_Data provided_.

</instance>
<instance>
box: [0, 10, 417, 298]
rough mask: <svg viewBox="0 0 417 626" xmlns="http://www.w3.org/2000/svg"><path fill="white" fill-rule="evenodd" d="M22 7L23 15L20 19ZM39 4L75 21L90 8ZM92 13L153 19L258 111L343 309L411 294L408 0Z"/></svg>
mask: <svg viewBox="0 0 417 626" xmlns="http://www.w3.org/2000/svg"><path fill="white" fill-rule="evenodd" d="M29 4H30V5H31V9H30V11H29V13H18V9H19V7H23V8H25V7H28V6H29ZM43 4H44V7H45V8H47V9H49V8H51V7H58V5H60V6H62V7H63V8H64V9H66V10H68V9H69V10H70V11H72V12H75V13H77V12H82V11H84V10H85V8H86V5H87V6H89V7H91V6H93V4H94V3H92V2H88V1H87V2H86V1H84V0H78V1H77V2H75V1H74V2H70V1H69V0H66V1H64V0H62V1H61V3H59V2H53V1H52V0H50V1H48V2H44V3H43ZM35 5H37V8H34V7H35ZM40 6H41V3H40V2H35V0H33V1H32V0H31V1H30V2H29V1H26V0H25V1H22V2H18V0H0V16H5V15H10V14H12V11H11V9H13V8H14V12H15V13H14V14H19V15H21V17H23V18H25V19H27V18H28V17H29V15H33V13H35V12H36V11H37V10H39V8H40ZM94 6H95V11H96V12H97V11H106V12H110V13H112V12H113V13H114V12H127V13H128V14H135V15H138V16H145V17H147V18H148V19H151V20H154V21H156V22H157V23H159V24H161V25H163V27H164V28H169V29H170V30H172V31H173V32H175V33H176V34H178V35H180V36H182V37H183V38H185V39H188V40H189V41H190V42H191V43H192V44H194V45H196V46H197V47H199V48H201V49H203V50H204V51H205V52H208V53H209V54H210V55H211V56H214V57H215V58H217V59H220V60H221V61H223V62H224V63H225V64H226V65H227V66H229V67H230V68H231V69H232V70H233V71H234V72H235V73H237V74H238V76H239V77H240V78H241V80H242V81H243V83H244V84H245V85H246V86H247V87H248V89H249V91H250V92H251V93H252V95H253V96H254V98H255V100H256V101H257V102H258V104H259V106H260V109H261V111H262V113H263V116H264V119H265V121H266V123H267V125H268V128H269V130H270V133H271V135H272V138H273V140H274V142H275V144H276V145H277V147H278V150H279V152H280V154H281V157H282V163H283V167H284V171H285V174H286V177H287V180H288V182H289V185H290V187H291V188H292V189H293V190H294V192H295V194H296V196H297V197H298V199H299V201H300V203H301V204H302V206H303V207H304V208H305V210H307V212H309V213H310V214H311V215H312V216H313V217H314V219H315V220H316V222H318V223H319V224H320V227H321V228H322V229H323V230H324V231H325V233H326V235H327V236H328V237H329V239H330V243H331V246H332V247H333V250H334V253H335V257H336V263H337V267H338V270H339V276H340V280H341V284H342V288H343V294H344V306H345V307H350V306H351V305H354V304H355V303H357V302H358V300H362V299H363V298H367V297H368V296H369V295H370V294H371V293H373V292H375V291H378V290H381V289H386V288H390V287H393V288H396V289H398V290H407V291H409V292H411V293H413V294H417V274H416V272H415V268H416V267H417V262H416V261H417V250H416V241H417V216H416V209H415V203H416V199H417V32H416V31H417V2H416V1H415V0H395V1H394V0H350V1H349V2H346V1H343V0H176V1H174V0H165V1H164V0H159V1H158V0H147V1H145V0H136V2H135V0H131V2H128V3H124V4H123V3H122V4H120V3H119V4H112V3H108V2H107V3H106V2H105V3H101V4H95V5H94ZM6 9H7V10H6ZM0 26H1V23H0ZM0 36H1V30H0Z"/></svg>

_Exercise goal_.
Each record above is to be restated word for word.

_Response to this exercise_.
</instance>
<instance>
box: [0, 10, 417, 298]
rough mask: <svg viewBox="0 0 417 626" xmlns="http://www.w3.org/2000/svg"><path fill="white" fill-rule="evenodd" d="M22 7L23 15L20 19ZM39 4L75 21L90 8ZM92 13L153 19L258 111L343 309L411 294L408 0Z"/></svg>
mask: <svg viewBox="0 0 417 626" xmlns="http://www.w3.org/2000/svg"><path fill="white" fill-rule="evenodd" d="M29 4H30V5H31V9H30V11H29V13H18V9H19V7H23V8H25V7H28V6H29ZM43 4H44V7H45V8H47V9H49V8H51V7H58V5H60V6H62V7H63V8H64V9H66V10H68V9H69V10H70V11H72V12H75V13H77V12H82V11H84V10H85V8H86V5H87V6H89V7H91V6H93V4H94V3H92V2H88V1H87V2H86V1H84V0H78V1H77V2H75V1H74V2H70V1H69V0H66V1H64V0H62V1H61V3H59V2H53V1H52V0H50V1H48V2H44V3H43ZM35 5H37V8H34V7H35ZM40 6H41V3H40V2H35V0H33V1H32V0H31V1H30V2H29V1H26V0H25V1H22V2H18V0H0V16H5V15H10V14H12V11H11V9H13V8H14V12H15V13H14V14H19V15H21V17H23V18H25V19H27V18H28V17H29V15H33V13H35V12H36V11H37V10H39V8H40ZM94 6H95V11H96V12H97V11H106V12H110V13H112V12H113V13H114V12H127V13H128V14H135V15H138V16H145V17H147V18H148V19H151V20H154V21H156V22H157V23H159V24H161V25H163V27H164V28H169V29H170V30H172V31H173V32H175V33H176V34H178V35H180V36H182V37H183V38H185V39H188V40H189V41H190V42H191V43H192V44H194V45H196V46H197V47H199V48H201V49H203V50H204V51H205V52H208V53H209V54H210V55H211V56H214V57H215V58H217V59H220V60H221V61H223V62H224V63H225V64H226V65H227V66H229V67H230V68H231V69H232V70H233V71H234V72H235V73H237V74H238V76H239V77H240V78H241V80H242V81H243V83H244V84H245V85H246V86H247V87H248V89H249V91H250V92H251V93H252V95H253V96H254V98H255V100H256V101H257V102H258V104H259V106H260V109H261V111H262V113H263V116H264V119H265V121H266V123H267V125H268V128H269V130H270V133H271V135H272V138H273V140H274V142H275V144H276V145H277V147H278V150H279V152H280V154H281V157H282V163H283V167H284V171H285V174H286V177H287V180H288V182H289V185H290V187H291V188H292V189H293V190H294V192H295V194H296V196H297V197H298V199H299V201H300V203H301V204H302V206H303V207H304V208H305V210H307V212H309V213H310V214H311V215H312V216H313V217H314V219H315V220H316V222H318V223H319V224H320V227H321V228H322V229H323V230H324V231H325V233H326V235H327V236H328V237H329V239H330V243H331V246H332V247H333V250H334V253H335V257H336V263H337V267H338V270H339V276H340V280H341V284H342V288H343V294H344V306H345V307H350V306H351V305H354V304H355V303H357V302H358V300H362V299H363V298H367V297H368V296H369V295H370V294H371V293H373V292H375V291H378V290H381V289H386V288H390V287H393V288H396V289H398V290H407V291H409V292H411V293H413V294H417V274H416V272H415V268H416V267H417V262H416V261H417V250H416V241H417V216H416V209H415V203H416V199H417V32H416V31H417V2H416V1H415V0H395V1H394V0H350V1H349V2H346V1H343V0H176V1H174V0H165V1H164V0H159V1H158V0H147V1H145V0H136V2H135V0H131V2H128V3H124V4H123V3H122V4H120V3H119V4H112V3H108V2H107V3H106V2H105V3H101V4H95V5H94ZM6 9H7V10H6ZM0 26H1V23H0ZM0 36H1V30H0Z"/></svg>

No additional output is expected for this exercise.